▶ [TEXTE FOURNI]
+++
Je suis venu comme l’eau.
Je suis venu comme le vent.
Bientôt, l’aube lancera dans la coupe des ténèbres la pierre qui fera s’envoler les étoiles.
Qui suis-je ? »
C’est sur ces mots que s’ouvre la longue confession d’Averroès, narrateur de cette biographie romancée et poétique, où l’on retrouve le parcours de ce grand penseur de l’islam des Lumières, un Islam éclairé « marqué par la volonté de concilier foi et raison », la philosophie et la Révélation, Aristote et Mohamad. Le récit est construit en aller-retour depuis sa naissance et à travers les siècles marqués par l’empreinte qu’a laissée cet illustre philosophe. Né à Cordoue, en 1126, il dit écrire pour son fils Jehad, pour le mettre en garde contre l’intolérance dans laquelle s’enfonce le monde et contre l’obscurantisme, les dérives et les mauvaises interprétations du Coran. Jehad aura pour mission de remettre ces mémoires en mains propres à Ibn Arabi.
Jusqu’alors, chrétiens, juifs et musulmans vivaient en harmonie, les femmes marchaient à visage découvert, et c’était les hommes qui portaient le voile comme une marque de noblesse. On est en 1106 quand survint l’orage, par le fait d’un berbère nommé Ibn Tûmart considérant qu’il était le seul interprète infaillible du Coran, et ne reconnaissant que deux lois, l’épée et le Coran. « Le personnage prêchait le retour aux sources de l’islam, blâmait le luxe des habits et brisait partout où il les rencontrait les instruments de musique et les amphores de vin ».
Toute sa vie, Ibn Rochd (Averroès) fut contraint de frayer avec ces personnages extrémistes, estimant que seules comptaient sa pensée et sa vision philosophique. 1148 de l’ère latine, les nouveaux conquérants, les Almohades, contraignent les juifs à l’exil ou à la conversion et apparaît alors le refus de reconnaître à l’autre le droit de penser différemment.
+++
▶ [DONNÉES FOURNIES]
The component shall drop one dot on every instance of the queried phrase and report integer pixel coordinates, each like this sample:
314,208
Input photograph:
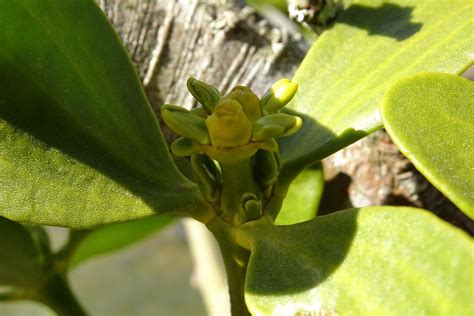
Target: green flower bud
250,208
278,95
206,94
228,126
249,101
269,167
275,125
185,123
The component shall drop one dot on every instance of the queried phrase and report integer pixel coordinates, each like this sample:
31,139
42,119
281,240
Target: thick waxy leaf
79,144
20,257
369,261
431,119
302,199
372,44
113,237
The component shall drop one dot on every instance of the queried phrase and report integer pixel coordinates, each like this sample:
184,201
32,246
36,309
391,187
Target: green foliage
114,237
371,45
375,260
302,199
430,117
22,261
81,147
80,143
+++
▶ [TRAVAIL DEMANDÉ]
**a.** Recopiez fidèlement le passage du texte sur Averroès qui commence à « Je suis venu comme le » et s'achève à « à Ibn Arabi. ».
**b.** Rédigez la suite du texte sur Averroès à partir de sa dernière phrase.

▶ [RÉSULTATS OBTENUS]
**a.**
Je suis venu comme le vent.
Bientôt, l’aube lancera dans la coupe des ténèbres la pierre qui fera s’envoler les étoiles.
Qui suis-je ? »
C’est sur ces mots que s’ouvre la longue confession d’Averroès, narrateur de cette biographie romancée et poétique, où l’on retrouve le parcours de ce grand penseur de l’islam des Lumières, un Islam éclairé « marqué par la volonté de concilier foi et raison », la philosophie et la Révélation, Aristote et Mohamad. Le récit est construit en aller-retour depuis sa naissance et à travers les siècles marqués par l’empreinte qu’a laissée cet illustre philosophe. Né à Cordoue, en 1126, il dit écrire pour son fils Jehad, pour le mettre en garde contre l’intolérance dans laquelle s’enfonce le monde et contre l’obscurantisme, les dérives et les mauvaises interprétations du Coran. Jehad aura pour mission de remettre ces mémoires en mains propres à Ibn Arabi.

**b.**
« Ni les arbres, ni les fleurs, rien dans la nature n’est double. Il n’existe pas de jumeaux parmi les arbres ».
Douze ans après la mort d’Averroès, à Paris, Saint-Thomas d’Aquin écrit son Contre Averroès, le jugeant hélas sur un seul de ses ouvrages qui plus est, dans une version latine, issue d’une traduction arabe, elle-même tirée d’une traduction syriaque d’un texte grec à l’origine, et dit : « De toutes les erreurs, la plus indécente est celle qui porte sur l’intellect ». Une hérésie en effet court à Paris, qui tire son origine des thèses du philosophe Averroès, celui-ci affirmant avec Aristote que l’intellect est séparé du corps.
« Notre intention est de démontrer que l’averroïsme est un égarement philosophique ».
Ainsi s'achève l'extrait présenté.